> What is asked
Please copy the entries from the line with "instance of the sky" to the line with "pixel 41 56", changing "track" to "running track" and leaving everything else as it is.
** Start of Dataset content **
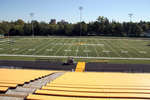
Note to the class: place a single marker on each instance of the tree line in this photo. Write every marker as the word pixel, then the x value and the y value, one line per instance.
pixel 101 27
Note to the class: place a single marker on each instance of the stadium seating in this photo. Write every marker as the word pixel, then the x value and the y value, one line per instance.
pixel 95 86
pixel 10 78
pixel 80 67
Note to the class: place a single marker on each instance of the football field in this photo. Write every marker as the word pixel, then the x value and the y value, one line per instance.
pixel 76 47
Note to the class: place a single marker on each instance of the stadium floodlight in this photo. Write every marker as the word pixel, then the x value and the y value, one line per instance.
pixel 130 15
pixel 80 8
pixel 32 15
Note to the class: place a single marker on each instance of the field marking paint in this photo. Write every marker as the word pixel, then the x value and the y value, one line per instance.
pixel 95 50
pixel 106 51
pixel 123 51
pixel 47 45
pixel 77 48
pixel 49 49
pixel 120 58
pixel 69 48
pixel 132 48
pixel 15 49
pixel 59 48
pixel 103 48
pixel 122 48
pixel 108 42
pixel 86 50
pixel 143 52
pixel 31 49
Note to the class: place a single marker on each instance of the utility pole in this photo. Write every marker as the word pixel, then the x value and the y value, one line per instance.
pixel 32 15
pixel 130 15
pixel 80 8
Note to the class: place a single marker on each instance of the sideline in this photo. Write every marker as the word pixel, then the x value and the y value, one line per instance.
pixel 120 58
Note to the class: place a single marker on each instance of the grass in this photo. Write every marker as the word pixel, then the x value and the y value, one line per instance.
pixel 77 47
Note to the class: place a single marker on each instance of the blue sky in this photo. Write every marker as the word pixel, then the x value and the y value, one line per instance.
pixel 68 9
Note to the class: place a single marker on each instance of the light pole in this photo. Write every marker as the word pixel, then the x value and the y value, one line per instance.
pixel 80 8
pixel 130 15
pixel 32 15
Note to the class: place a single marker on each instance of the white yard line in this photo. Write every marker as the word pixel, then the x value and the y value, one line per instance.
pixel 77 50
pixel 7 55
pixel 108 43
pixel 59 48
pixel 95 49
pixel 103 48
pixel 86 48
pixel 69 48
pixel 43 46
pixel 132 48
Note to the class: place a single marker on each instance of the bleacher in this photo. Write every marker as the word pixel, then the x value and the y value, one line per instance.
pixel 95 86
pixel 11 78
pixel 78 85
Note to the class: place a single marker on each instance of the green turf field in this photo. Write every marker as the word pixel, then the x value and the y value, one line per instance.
pixel 95 48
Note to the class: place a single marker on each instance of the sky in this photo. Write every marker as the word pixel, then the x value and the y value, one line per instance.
pixel 45 10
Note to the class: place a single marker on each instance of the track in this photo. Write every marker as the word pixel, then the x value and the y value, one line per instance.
pixel 41 56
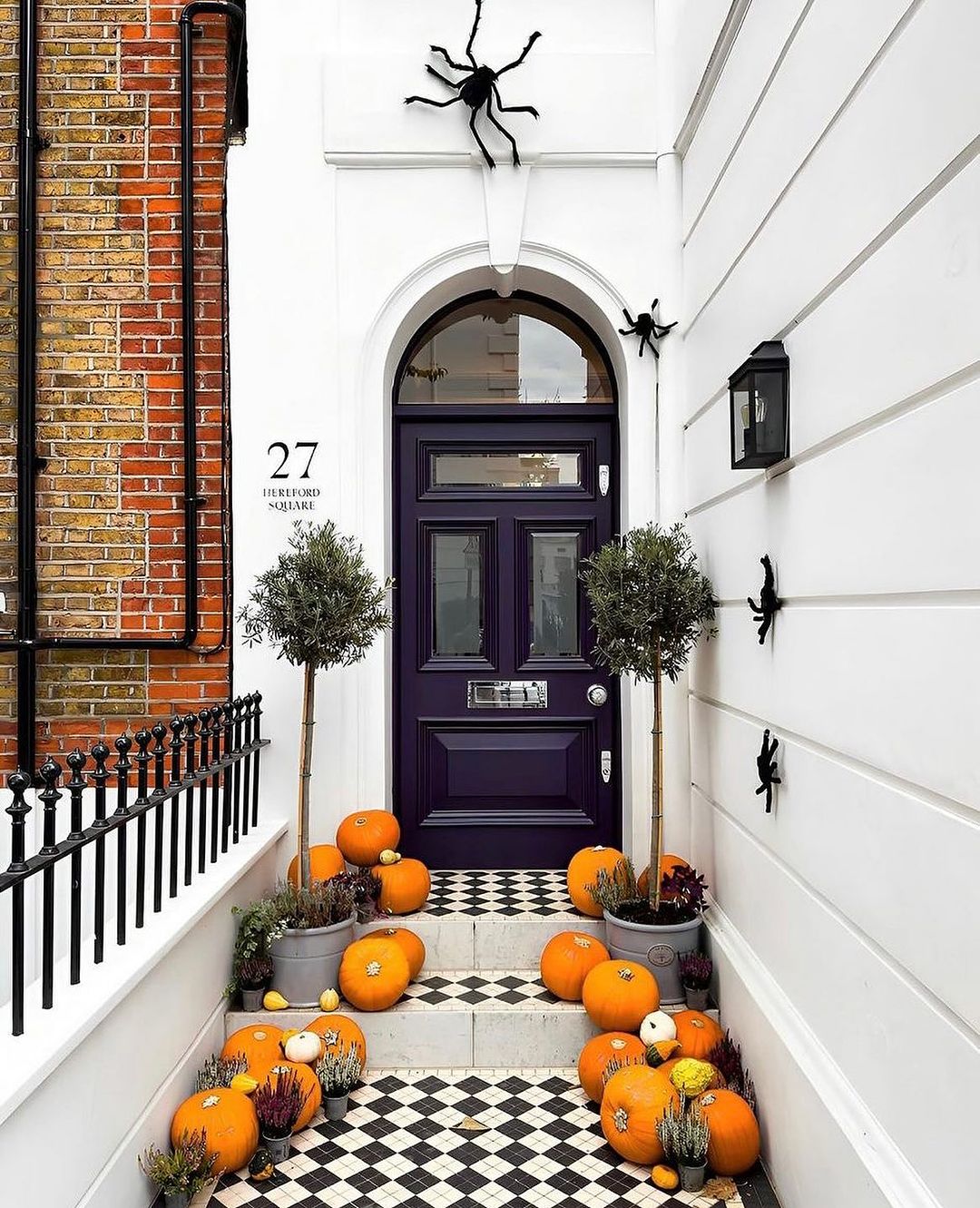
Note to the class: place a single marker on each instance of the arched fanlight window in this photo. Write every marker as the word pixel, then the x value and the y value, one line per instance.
pixel 504 350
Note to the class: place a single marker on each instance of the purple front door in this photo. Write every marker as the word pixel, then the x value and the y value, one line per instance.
pixel 506 736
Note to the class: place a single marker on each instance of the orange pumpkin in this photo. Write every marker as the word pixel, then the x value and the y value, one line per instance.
pixel 325 861
pixel 565 960
pixel 374 974
pixel 229 1120
pixel 338 1033
pixel 365 835
pixel 618 995
pixel 667 865
pixel 309 1083
pixel 260 1044
pixel 734 1143
pixel 598 1052
pixel 696 1033
pixel 634 1101
pixel 583 869
pixel 404 886
pixel 410 944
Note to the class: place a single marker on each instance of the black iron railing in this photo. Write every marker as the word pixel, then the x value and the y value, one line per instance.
pixel 195 781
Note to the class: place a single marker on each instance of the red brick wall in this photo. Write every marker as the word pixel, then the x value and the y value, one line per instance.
pixel 110 500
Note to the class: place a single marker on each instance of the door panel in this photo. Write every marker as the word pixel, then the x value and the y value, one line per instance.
pixel 498 752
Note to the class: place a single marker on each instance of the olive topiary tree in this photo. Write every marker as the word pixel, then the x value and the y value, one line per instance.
pixel 651 604
pixel 320 606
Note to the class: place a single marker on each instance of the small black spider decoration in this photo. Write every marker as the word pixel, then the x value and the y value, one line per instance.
pixel 479 90
pixel 769 602
pixel 765 762
pixel 647 328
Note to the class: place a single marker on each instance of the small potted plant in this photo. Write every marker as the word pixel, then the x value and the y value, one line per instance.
pixel 695 977
pixel 254 977
pixel 338 1073
pixel 181 1174
pixel 278 1105
pixel 684 1134
pixel 321 606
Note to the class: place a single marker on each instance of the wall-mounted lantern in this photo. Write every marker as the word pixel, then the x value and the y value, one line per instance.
pixel 759 404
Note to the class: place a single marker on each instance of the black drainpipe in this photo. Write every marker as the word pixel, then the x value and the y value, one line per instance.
pixel 26 642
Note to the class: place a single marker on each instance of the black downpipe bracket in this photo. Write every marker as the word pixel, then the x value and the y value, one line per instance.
pixel 26 642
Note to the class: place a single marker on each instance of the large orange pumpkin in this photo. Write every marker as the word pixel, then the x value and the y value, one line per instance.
pixel 404 886
pixel 583 869
pixel 600 1051
pixel 325 861
pixel 618 995
pixel 734 1143
pixel 374 974
pixel 567 959
pixel 410 944
pixel 365 835
pixel 309 1083
pixel 338 1033
pixel 260 1043
pixel 696 1033
pixel 634 1099
pixel 230 1123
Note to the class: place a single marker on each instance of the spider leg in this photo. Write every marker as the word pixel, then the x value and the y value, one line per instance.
pixel 524 54
pixel 480 142
pixel 445 54
pixel 506 134
pixel 436 104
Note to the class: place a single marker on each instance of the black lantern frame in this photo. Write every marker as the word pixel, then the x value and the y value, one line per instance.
pixel 759 408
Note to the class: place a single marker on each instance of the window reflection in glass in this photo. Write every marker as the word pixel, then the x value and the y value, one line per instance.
pixel 554 594
pixel 509 350
pixel 457 562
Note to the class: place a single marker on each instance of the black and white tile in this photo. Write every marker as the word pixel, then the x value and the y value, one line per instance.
pixel 403 1145
pixel 499 891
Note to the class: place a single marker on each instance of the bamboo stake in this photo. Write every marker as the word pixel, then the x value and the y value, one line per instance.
pixel 306 760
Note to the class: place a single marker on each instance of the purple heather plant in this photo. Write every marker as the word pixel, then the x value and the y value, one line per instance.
pixel 695 970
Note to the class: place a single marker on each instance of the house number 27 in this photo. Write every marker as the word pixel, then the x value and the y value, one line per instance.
pixel 284 451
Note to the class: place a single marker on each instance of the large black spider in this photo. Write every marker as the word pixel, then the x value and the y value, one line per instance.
pixel 479 90
pixel 647 328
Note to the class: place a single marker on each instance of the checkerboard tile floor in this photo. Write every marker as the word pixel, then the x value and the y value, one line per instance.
pixel 400 1146
pixel 499 891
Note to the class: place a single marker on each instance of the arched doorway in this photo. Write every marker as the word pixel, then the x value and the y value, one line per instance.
pixel 505 448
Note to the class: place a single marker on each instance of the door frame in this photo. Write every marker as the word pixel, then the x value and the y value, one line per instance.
pixel 514 415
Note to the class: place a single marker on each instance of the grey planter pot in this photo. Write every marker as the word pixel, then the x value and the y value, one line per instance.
pixel 307 962
pixel 691 1177
pixel 656 948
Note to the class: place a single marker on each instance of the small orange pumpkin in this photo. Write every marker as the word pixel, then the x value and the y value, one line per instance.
pixel 696 1033
pixel 260 1044
pixel 309 1083
pixel 363 836
pixel 338 1033
pixel 636 1098
pixel 619 995
pixel 734 1143
pixel 598 1052
pixel 567 959
pixel 410 944
pixel 404 886
pixel 229 1120
pixel 583 869
pixel 374 974
pixel 325 861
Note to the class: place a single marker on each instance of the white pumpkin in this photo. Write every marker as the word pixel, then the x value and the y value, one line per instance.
pixel 303 1046
pixel 658 1026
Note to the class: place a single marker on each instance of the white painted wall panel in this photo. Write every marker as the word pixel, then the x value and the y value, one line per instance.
pixel 840 830
pixel 889 144
pixel 878 1029
pixel 889 686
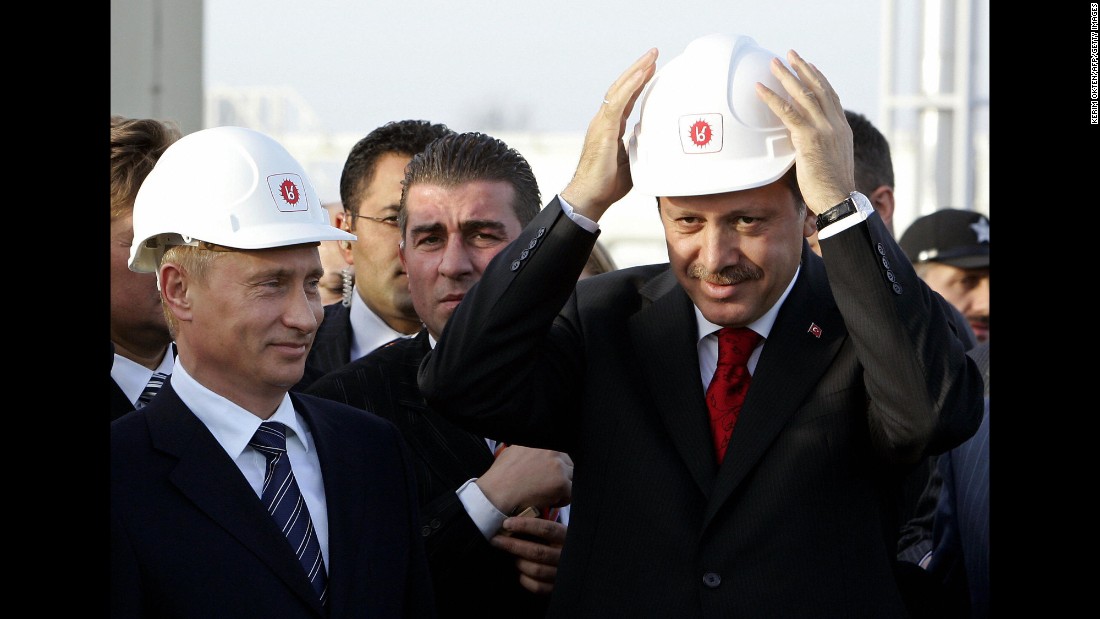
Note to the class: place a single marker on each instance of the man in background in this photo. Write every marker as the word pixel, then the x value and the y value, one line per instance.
pixel 378 308
pixel 466 196
pixel 949 250
pixel 141 345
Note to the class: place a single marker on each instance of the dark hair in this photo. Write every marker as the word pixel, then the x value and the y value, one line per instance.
pixel 136 144
pixel 873 166
pixel 461 157
pixel 404 136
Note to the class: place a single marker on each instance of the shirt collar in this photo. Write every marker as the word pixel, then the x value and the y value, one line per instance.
pixel 232 426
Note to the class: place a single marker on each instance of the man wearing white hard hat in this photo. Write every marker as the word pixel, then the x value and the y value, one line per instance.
pixel 847 366
pixel 231 497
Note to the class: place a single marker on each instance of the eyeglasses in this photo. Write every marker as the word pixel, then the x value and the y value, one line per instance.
pixel 389 220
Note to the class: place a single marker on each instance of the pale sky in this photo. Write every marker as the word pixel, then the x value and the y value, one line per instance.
pixel 509 65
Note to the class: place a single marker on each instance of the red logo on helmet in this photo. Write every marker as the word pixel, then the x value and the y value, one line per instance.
pixel 701 133
pixel 289 191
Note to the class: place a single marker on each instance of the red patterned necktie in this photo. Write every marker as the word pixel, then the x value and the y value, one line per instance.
pixel 730 383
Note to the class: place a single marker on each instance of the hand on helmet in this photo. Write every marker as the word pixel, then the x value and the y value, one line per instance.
pixel 823 152
pixel 603 174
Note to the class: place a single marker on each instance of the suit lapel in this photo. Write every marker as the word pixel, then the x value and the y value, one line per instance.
pixel 670 363
pixel 793 360
pixel 207 476
pixel 452 453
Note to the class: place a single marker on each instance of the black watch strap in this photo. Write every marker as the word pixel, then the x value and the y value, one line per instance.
pixel 832 216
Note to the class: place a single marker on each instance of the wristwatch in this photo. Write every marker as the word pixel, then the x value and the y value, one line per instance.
pixel 844 209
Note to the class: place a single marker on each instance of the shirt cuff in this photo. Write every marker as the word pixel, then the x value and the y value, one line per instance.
pixel 485 516
pixel 864 210
pixel 578 218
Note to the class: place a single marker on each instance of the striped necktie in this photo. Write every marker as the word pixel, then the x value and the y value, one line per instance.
pixel 151 389
pixel 283 499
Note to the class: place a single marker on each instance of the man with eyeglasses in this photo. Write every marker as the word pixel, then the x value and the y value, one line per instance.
pixel 378 308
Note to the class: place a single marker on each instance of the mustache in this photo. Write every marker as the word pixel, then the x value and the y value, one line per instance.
pixel 728 276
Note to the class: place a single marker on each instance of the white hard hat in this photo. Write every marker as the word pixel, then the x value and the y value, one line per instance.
pixel 228 186
pixel 702 128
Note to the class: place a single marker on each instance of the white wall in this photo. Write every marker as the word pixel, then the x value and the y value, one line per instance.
pixel 156 61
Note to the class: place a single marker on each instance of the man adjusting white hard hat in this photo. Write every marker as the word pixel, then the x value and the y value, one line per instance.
pixel 227 186
pixel 702 128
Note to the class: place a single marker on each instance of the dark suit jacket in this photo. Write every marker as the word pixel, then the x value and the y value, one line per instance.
pixel 331 347
pixel 794 523
pixel 960 526
pixel 190 538
pixel 470 576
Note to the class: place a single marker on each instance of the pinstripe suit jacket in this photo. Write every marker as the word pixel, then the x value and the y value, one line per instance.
pixel 190 538
pixel 796 520
pixel 470 576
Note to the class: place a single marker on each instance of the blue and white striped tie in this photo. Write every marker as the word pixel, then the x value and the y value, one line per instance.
pixel 151 389
pixel 283 499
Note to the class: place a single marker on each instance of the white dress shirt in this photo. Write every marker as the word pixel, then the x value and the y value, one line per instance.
pixel 233 428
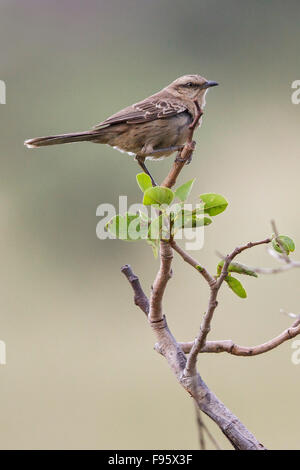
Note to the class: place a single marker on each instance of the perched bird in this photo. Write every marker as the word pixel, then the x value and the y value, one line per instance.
pixel 153 128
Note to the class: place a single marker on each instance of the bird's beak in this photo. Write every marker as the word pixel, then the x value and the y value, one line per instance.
pixel 209 84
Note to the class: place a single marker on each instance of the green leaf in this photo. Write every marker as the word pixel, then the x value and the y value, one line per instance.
pixel 236 268
pixel 214 204
pixel 130 227
pixel 184 190
pixel 236 286
pixel 286 242
pixel 188 219
pixel 144 181
pixel 158 195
** End of Dataset content **
> Full output
Note to the class: place a single marker on each instance of the sky in this photo. Write every marker as the word pixel, then the x value and the y value, one line per instance.
pixel 45 10
Note to the class: place a single marker on each instance of the running track in this photo. Write every marker as the word pixel, then the x value and the y value, one line per instance.
pixel 41 56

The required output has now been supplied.